Extracted data:
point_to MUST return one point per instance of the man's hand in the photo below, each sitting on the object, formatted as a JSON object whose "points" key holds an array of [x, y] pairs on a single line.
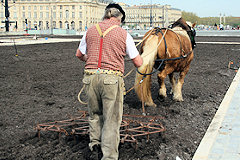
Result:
{"points": [[81, 56], [137, 61]]}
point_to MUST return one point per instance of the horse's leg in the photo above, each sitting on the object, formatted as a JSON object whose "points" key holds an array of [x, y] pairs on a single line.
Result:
{"points": [[177, 94], [162, 91], [173, 82]]}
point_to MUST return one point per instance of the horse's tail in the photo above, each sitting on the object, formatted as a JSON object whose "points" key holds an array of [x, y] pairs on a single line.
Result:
{"points": [[143, 84]]}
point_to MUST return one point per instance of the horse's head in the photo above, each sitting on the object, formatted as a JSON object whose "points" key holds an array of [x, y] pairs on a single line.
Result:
{"points": [[192, 33], [189, 27]]}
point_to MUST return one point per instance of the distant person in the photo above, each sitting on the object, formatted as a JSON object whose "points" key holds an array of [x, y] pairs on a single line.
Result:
{"points": [[215, 26], [221, 26], [104, 57]]}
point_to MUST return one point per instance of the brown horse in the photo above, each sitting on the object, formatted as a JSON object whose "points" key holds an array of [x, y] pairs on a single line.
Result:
{"points": [[168, 50]]}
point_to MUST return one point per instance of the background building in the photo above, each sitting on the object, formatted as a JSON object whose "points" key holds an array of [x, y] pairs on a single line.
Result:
{"points": [[48, 14], [81, 14], [146, 16]]}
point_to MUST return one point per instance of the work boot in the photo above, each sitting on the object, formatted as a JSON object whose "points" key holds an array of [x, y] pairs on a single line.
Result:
{"points": [[96, 154]]}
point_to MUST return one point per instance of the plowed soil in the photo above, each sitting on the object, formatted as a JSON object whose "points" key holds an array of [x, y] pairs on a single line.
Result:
{"points": [[42, 83]]}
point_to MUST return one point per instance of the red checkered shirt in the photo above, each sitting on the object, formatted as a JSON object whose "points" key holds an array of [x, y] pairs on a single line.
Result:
{"points": [[113, 49]]}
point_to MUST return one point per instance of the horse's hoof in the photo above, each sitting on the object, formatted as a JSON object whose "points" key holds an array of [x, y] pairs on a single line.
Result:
{"points": [[179, 99], [150, 104], [161, 98]]}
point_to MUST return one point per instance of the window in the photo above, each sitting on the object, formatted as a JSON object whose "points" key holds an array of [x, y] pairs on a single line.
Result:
{"points": [[54, 15], [67, 14], [80, 25], [41, 14], [35, 14], [54, 24], [15, 14], [60, 24]]}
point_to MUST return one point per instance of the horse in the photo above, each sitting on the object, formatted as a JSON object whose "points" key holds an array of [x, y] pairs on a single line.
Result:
{"points": [[168, 50]]}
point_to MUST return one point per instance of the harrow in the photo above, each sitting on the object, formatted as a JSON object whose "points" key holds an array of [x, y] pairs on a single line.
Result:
{"points": [[132, 127]]}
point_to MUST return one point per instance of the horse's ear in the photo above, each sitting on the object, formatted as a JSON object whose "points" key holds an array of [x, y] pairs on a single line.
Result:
{"points": [[194, 24]]}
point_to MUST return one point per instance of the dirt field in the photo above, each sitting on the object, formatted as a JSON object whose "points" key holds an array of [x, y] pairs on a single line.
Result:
{"points": [[42, 83]]}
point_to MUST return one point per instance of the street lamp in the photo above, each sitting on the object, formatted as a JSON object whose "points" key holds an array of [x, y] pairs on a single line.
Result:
{"points": [[6, 14], [151, 15]]}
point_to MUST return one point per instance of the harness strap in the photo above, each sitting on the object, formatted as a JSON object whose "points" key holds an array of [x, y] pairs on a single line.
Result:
{"points": [[102, 35]]}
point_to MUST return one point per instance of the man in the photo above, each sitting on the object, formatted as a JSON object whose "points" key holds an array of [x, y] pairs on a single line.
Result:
{"points": [[103, 48]]}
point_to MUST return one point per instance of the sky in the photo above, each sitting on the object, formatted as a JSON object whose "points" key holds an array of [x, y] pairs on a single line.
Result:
{"points": [[202, 8]]}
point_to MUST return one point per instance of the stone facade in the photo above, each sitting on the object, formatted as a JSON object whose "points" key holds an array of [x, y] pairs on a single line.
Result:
{"points": [[146, 16], [81, 14]]}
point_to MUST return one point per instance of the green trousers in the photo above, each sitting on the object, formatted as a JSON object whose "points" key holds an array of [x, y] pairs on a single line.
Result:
{"points": [[105, 107]]}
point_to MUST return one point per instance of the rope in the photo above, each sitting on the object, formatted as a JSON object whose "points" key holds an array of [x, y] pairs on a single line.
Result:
{"points": [[79, 94]]}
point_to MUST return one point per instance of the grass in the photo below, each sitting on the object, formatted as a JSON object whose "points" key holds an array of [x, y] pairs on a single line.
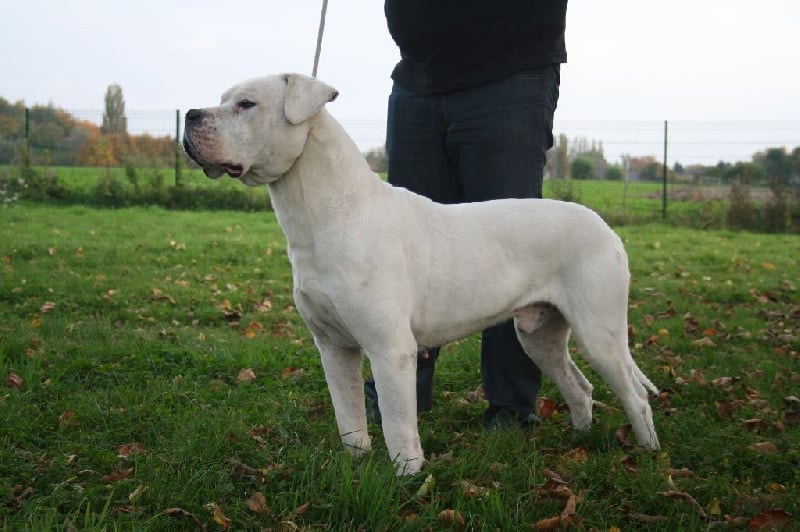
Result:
{"points": [[620, 203], [124, 405]]}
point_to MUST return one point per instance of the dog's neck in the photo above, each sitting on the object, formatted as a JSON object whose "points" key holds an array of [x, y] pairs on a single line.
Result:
{"points": [[330, 180]]}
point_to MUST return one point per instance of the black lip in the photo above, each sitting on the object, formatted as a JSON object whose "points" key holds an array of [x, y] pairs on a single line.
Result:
{"points": [[234, 170], [189, 149]]}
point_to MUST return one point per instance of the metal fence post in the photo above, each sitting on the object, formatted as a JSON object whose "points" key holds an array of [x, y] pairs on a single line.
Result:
{"points": [[26, 155], [177, 148], [664, 191]]}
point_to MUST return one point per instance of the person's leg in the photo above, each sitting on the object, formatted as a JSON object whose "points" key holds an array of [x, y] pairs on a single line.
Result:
{"points": [[417, 161], [498, 139]]}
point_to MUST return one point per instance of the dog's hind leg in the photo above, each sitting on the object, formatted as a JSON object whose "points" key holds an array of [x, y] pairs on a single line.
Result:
{"points": [[343, 374], [605, 347], [395, 371], [544, 334]]}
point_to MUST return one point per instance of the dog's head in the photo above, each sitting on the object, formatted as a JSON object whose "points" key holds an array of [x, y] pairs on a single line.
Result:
{"points": [[259, 129]]}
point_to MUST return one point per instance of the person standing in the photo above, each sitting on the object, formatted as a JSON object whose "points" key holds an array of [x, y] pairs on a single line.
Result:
{"points": [[470, 118]]}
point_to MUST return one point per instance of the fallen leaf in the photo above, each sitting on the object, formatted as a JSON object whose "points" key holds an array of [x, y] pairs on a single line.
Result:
{"points": [[714, 508], [770, 520], [136, 493], [292, 372], [426, 487], [550, 523], [630, 463], [15, 381], [578, 454], [302, 509], [686, 498], [649, 519], [704, 342], [764, 447], [183, 513], [472, 491], [680, 473], [724, 408], [753, 424], [622, 435], [129, 449], [452, 518], [721, 382], [263, 306], [218, 515], [245, 375], [118, 474], [258, 504], [545, 407], [67, 419]]}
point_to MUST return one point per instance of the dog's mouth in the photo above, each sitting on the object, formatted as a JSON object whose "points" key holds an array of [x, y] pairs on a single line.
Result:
{"points": [[233, 170]]}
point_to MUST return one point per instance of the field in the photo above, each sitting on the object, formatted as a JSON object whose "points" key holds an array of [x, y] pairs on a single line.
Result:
{"points": [[618, 202], [155, 375]]}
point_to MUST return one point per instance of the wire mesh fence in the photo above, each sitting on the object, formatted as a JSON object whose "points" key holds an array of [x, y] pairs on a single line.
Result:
{"points": [[610, 165]]}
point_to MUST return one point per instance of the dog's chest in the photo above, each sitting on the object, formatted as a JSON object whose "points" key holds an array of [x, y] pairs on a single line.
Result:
{"points": [[319, 311]]}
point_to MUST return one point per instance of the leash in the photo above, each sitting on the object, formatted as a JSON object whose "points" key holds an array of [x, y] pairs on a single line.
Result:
{"points": [[319, 37]]}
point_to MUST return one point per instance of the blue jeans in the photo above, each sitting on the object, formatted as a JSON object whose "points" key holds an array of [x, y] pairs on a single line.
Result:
{"points": [[487, 142]]}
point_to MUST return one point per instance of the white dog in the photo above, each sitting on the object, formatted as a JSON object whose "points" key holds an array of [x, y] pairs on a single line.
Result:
{"points": [[382, 271]]}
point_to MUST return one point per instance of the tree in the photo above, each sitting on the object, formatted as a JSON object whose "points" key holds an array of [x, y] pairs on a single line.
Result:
{"points": [[114, 120]]}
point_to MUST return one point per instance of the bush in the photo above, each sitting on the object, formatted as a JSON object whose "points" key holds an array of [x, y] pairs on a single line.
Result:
{"points": [[111, 192]]}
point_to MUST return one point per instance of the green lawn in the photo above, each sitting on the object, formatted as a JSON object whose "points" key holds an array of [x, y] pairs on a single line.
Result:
{"points": [[155, 375]]}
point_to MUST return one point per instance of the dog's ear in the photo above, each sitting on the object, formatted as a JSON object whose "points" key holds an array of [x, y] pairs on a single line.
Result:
{"points": [[305, 96]]}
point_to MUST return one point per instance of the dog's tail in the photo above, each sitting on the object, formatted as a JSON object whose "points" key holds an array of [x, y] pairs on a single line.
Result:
{"points": [[643, 380]]}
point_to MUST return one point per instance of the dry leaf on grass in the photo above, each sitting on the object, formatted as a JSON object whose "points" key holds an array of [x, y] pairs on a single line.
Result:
{"points": [[775, 519], [173, 512], [245, 375], [452, 518], [15, 381], [258, 504], [218, 515], [686, 498], [129, 449]]}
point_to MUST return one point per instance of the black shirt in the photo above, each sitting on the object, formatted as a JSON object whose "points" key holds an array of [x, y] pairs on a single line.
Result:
{"points": [[448, 45]]}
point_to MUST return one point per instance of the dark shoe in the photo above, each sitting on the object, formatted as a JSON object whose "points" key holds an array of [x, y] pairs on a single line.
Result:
{"points": [[504, 418], [426, 366], [371, 395]]}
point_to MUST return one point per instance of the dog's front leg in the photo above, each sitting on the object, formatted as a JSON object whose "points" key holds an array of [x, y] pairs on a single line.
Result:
{"points": [[395, 375], [343, 374]]}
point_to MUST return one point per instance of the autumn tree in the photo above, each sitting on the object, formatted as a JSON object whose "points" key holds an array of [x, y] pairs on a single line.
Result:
{"points": [[114, 120]]}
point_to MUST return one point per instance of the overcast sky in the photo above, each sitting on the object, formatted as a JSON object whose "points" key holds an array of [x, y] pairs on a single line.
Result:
{"points": [[628, 59]]}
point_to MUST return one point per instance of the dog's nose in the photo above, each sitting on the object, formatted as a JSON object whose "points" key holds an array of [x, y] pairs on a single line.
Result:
{"points": [[193, 115]]}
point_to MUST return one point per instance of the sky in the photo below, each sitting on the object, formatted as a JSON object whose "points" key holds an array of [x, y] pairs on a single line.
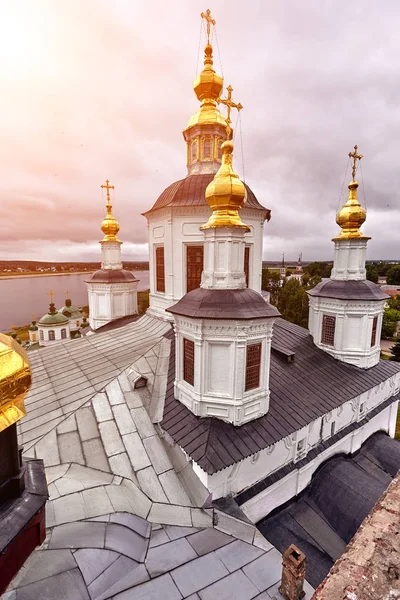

Directive:
Report, in full, each line of the rows above that contains the word "green". Only matches with the same case count.

Written solution:
point_to MUST return one point per instance of the green trousers in the photo above, each sitting on the object, formatted as a JSON object whose "points" key holds an array of [x, y] pairs on a single line.
point_to MUST return one point per instance of the green lawn in the photo above, each sitting on the object, formatted as a JSON object whose "points" key holds an array of [x, y] pairs on a single line.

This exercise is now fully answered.